**PASSAGE TO READ**.
— begin —
2005 Suzuki Aerio sedan
Click image to enlarge

Review and photos by Greg Wilson

Auto scribes tend to get excited about cars with big horsepower, fantastic handling, sleek styling and sumptuous luxury. But for most of us, these ‘cost-no-option’ thrills don’t represent reality. Yes, the real world – where your paycheque is devoured by taxes, rent or mortgage payments, the day-to-day costs of raising a family, retirement savings plans, and life’s endless expenses – with some left over for car payments.

All this is assuming, of course, that you are getting a regular paycheque.

For the majority of us, the most exciting new car on the market is one that we can actually afford. Which is why a rather ordinary little car like the Suzuki Aerio can be such a turn-on when you realize what you’re getting for the money.

This is a comfortable, fun-to-drive, four-door small car with a surprisingly roomy interior, plenty of power and a good warranty that comes very well-equipped for under $19,000.

Getting excited yet?

Chances are you’ve never even seen an Aerio sedan on the road – the Aerio Fastback (wagon) is a lot more popular, but even it is not a best-seller. The Aerio sedan has some advantages over the wagon: it is less expensive, more conventional in its appearance, and includes the needed improvements Suzuki made for 2005.
— end —
(Dataset rows on where objects appear)
— begin —
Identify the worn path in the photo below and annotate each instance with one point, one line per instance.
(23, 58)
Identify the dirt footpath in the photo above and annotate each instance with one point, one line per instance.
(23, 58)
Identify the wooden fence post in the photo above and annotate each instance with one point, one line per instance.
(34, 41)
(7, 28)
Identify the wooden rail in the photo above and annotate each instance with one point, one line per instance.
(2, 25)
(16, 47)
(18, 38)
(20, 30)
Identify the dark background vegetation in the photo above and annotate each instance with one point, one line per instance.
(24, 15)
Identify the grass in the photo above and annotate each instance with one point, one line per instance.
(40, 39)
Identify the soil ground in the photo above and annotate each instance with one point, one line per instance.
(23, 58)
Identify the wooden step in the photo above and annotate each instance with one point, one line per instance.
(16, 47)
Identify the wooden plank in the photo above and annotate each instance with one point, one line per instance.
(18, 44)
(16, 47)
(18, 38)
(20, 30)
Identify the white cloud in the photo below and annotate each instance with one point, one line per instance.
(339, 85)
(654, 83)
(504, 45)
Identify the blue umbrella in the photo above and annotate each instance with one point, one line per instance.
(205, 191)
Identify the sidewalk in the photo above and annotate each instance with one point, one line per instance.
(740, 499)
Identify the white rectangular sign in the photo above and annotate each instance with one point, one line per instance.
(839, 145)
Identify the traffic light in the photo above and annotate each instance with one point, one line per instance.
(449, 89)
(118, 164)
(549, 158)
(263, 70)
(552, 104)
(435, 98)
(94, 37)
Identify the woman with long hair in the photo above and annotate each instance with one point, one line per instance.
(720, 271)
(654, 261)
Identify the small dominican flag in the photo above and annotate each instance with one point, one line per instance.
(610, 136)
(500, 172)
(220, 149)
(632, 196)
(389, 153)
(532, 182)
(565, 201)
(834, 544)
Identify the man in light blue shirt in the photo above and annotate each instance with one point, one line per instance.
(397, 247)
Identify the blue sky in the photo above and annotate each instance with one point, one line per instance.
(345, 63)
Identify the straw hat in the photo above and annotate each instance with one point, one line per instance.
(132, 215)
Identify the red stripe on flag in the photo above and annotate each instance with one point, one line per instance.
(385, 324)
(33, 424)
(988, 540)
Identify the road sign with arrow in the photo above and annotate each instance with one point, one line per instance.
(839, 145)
— end —
**OBJECTIVES**.
(1) Answer these questions using the Suzuki Aerio review:
(a) Who provided the review and photos?
(b) Under what price does the car come very well-equipped?
(c) Which Aerio body style is described as a lot more popular?
(2) For each statement, say yes or no depending on whether it agrees with the Suzuki Aerio review, and quote the words that settle it:
(a) The Aerio Fastback is a best-seller.
(b) The Aerio sedan is less expensive than the wagon.
(c) The sedan's interior is described as cramped.
(3) Write the next few paragraphs of the Suzuki Aerio review, starting after its final sentence.

**REPLIES**.
(1)
(a) Greg Wilson
(b) $19,000
(c) The Aerio Fastback (wagon)

(2)
(a) No: "but even it is not a best-seller"
(b) Yes: "it is less expensive"
(c) No: "a surprisingly roomy interior"

(3)
2005 Suzuki Aerio sedan
Click image to enlarge

First among these changes is a new instrument cluster and centre stack. The unusual digital speedometer in the 2004 model has been replaced with two sensible round dials, and the centre control panel has been restyled for improved appearance and ease of use.

The seats have been redesigned too (for the better) and the seat fabric has been upgraded to a higher quality. Also new are standard side airbags and anti-lock brakes, two must-haves on any new car in my opinion.

There have also been some minor exterior styling changes including a new grille and headlamp design, new taillights and a standard body kit.

For 2005, the Aerio sedan is no longer available with all-wheel-drive, but AWD is still offered on the Aerio Fastback. Frankly, I don’t think it’s a big loss. Front-wheel-drive is adequate for most city and highway driving situations.

Standard equipment

For 2005, the Suzuki Aerio sedan comes in one fully-equipped trim level for its base price of $18,995.

2005 Suzuki Aerio sedan

2005 Suzuki Aerio sedan

2005 Suzuki Aerio sedan
Click image to enlarge

Other small cars, like the Toyota Echo, Kia Rio and Hyundai Accent, have lower base prices, but load them up with all the standard features on the Aerio sedan (if they’re available) and you’ll find the Aerio is a competitive value.

Standard equipment on the Aerio sedan includes automatic climate control, a surprisingly good AM/FM/CD stereo with six speakers and steering wheel-mounted controls, power windows, power door locks with keyless entry and panic button, power heated mirrors, tachometer, cruise control, height-adjustable driver’s seat, tilt steering wheel, variable intermittent wipers, 60/40 folding rear seatbacks, digital clock, and three cupholders. For an improved exterior appearance, the Aerio includes body coloured bumpers, mirrors and door handles.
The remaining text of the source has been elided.